Dataset records —
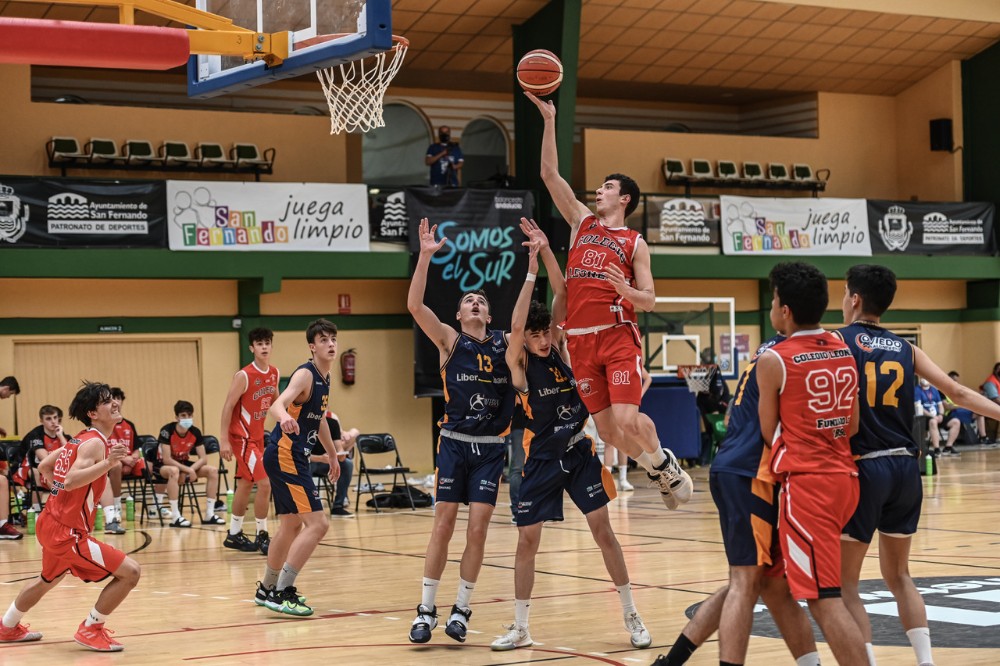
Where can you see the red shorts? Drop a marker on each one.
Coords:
(809, 526)
(65, 549)
(607, 366)
(249, 459)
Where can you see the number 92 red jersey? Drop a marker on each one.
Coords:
(815, 405)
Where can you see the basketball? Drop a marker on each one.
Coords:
(539, 72)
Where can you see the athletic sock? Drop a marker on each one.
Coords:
(287, 577)
(465, 589)
(625, 596)
(521, 608)
(429, 592)
(681, 651)
(95, 618)
(12, 617)
(235, 524)
(920, 639)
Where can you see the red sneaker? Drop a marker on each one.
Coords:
(18, 634)
(96, 637)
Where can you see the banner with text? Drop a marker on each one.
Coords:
(766, 226)
(916, 227)
(299, 217)
(483, 251)
(57, 212)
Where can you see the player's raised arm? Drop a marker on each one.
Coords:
(442, 335)
(562, 194)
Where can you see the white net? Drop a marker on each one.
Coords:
(698, 377)
(354, 90)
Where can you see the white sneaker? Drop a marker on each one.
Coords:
(640, 637)
(516, 637)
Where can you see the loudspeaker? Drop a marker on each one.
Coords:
(941, 134)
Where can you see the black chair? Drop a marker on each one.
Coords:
(375, 445)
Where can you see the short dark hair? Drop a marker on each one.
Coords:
(539, 318)
(320, 326)
(87, 399)
(49, 409)
(626, 186)
(802, 287)
(876, 285)
(260, 334)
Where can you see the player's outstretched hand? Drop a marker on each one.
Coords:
(427, 243)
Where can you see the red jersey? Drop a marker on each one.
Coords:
(815, 405)
(591, 300)
(247, 419)
(75, 508)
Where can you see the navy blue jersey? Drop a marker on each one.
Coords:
(742, 451)
(297, 448)
(479, 400)
(552, 406)
(885, 388)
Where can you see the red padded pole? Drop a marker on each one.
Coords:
(79, 44)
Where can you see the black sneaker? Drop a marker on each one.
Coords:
(458, 623)
(262, 542)
(239, 542)
(426, 620)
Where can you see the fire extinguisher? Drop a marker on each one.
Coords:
(348, 362)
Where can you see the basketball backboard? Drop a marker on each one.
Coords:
(366, 29)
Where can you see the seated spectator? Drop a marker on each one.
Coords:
(178, 440)
(319, 462)
(8, 388)
(955, 417)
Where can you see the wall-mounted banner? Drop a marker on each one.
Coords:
(309, 217)
(752, 226)
(483, 251)
(56, 212)
(916, 227)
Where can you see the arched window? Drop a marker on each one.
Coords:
(484, 146)
(394, 154)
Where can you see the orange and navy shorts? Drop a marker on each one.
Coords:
(66, 549)
(814, 510)
(607, 366)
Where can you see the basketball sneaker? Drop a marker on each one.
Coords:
(458, 623)
(18, 634)
(423, 624)
(640, 637)
(96, 637)
(239, 542)
(516, 637)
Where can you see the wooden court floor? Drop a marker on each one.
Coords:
(193, 604)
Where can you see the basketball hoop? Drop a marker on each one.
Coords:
(354, 90)
(698, 377)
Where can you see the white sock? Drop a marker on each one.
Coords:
(521, 608)
(95, 618)
(625, 596)
(12, 617)
(429, 592)
(465, 589)
(235, 524)
(808, 659)
(920, 639)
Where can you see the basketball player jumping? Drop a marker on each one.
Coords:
(479, 405)
(78, 473)
(607, 277)
(250, 396)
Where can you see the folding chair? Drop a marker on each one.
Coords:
(373, 445)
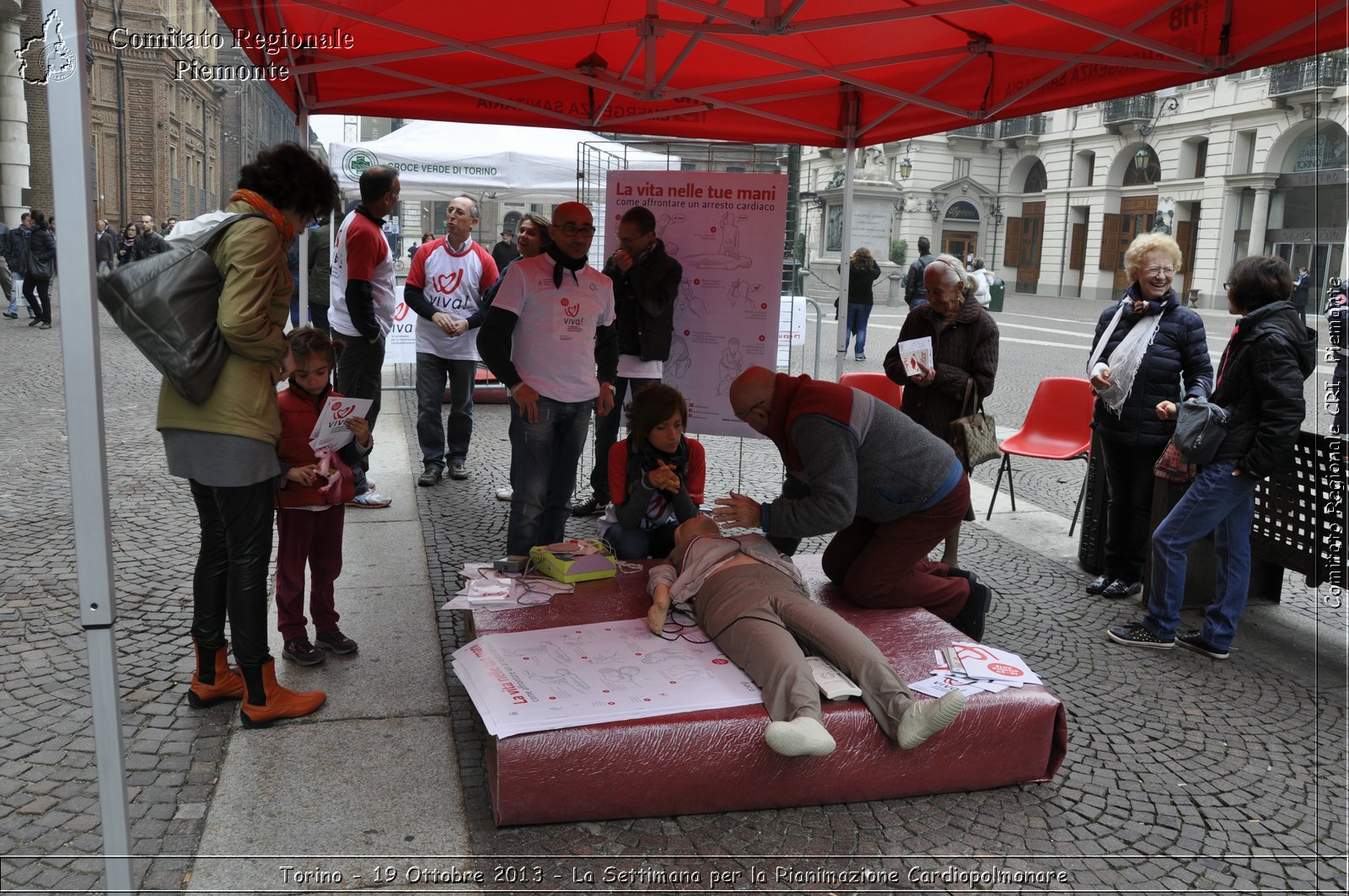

Directions for this task —
Reproduce all of the records above word for word, and leave the pictures out.

Problem solution —
Where can you see the red shorts? Drop a marker on each one.
Coords:
(809, 526)
(65, 549)
(607, 366)
(249, 459)
Where can you see the number 92 red jersey? Drop a marker on each one.
Coords:
(815, 405)
Where can you see the basketball? Drop a marker on each one.
Coords:
(539, 72)
Where can you see the athletic sock? Drop a marker on each one.
Coords:
(287, 577)
(465, 589)
(625, 596)
(521, 608)
(429, 592)
(681, 651)
(95, 618)
(12, 617)
(235, 524)
(920, 639)
Where can you see the red sneaker? Drop a marker on each one.
Coords:
(18, 634)
(96, 637)
Where can you see the banner with text? Drop a marker on each one.
Coords:
(766, 226)
(916, 227)
(299, 217)
(483, 251)
(57, 212)
Where can you see the player's raised arm? Drop a marker on each one.
Coords:
(442, 335)
(562, 194)
Where can you see the white net? Drop a marker on each one.
Coords:
(698, 377)
(354, 90)
Where can you see the white sneaker? Drop a marker on each one.
Coords:
(640, 637)
(516, 637)
Where can you see the loudspeaker? Drop a marker on each one.
Coords:
(941, 134)
Where can you see the black chair? Drop a marker on each one.
Coords:
(375, 445)
Where can you see the short dark hair? Drop a marker on each one.
Coords:
(539, 318)
(320, 326)
(87, 399)
(49, 409)
(626, 186)
(802, 287)
(876, 285)
(260, 334)
Where can you see the player's outstretched hand? Drop a marker on each one.
Coords:
(427, 243)
Where can you see the red jersey? Drop a marker on each one.
Coords:
(815, 405)
(591, 300)
(247, 419)
(75, 508)
Where can you see the navy blue jersey? Drop a marker on each one.
Coords:
(742, 451)
(297, 448)
(479, 400)
(552, 406)
(885, 388)
Where can you see the red padded pole? Drop a marker on each one.
Coords:
(79, 44)
Where can you see the black sneaker? Drop a marker on each one.
Coords:
(458, 623)
(262, 542)
(239, 542)
(426, 620)
Where can you see the fire extinguisher? Drop a marker on each one.
Coords:
(348, 362)
Where can you see the basketball backboard? Drop a marker on each one.
Coords:
(366, 29)
Where can you see the seated spectator? Drop a marker on each one.
Coords:
(178, 440)
(319, 462)
(8, 388)
(955, 417)
Where can you see the wall-mounted banner? Drop a marker on each one.
Coords:
(309, 217)
(752, 226)
(483, 251)
(56, 212)
(916, 227)
Where can you see the arched window? Drop a marker on each one.
Coords:
(484, 146)
(394, 154)
Where can you see the orange and navy shorts? Drop a marker on each one.
Coords:
(66, 549)
(814, 510)
(607, 366)
Where can you see the basketball sneaker? Drop a marker on each one.
Coords:
(458, 623)
(18, 634)
(423, 624)
(640, 637)
(96, 637)
(239, 542)
(516, 637)
Where can you see the wooden court floor? Drop a marker on each one.
Coords:
(193, 604)
Where can you see the basketball hoop? Drop a marker on each one.
Coords:
(354, 90)
(698, 377)
Where can you see the white sock? Drop a marker on each one.
Coords:
(521, 608)
(95, 618)
(625, 596)
(12, 617)
(429, 592)
(465, 589)
(235, 524)
(808, 659)
(920, 639)
Where can you see the basketball player jumping? Drop a marker on each one.
Coords:
(479, 405)
(78, 473)
(607, 277)
(250, 396)
Where can you see the folding chair? Drop a marker on each one.
Coords:
(373, 445)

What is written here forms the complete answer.